### What the exercise asks
From the line containing "Task: locate the dog's" through the last line, print the records exactly and nothing else.

++++++++++++++++++++

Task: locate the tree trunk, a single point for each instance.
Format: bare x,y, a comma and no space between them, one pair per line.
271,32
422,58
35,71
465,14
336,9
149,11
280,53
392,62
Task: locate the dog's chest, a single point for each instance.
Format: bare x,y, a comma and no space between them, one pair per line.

++++++++++++++++++++

### Answer space
Task: locate the dog's chest, a single point for each instance.
Format: bare x,y, a comma and no space between them, one pair per line.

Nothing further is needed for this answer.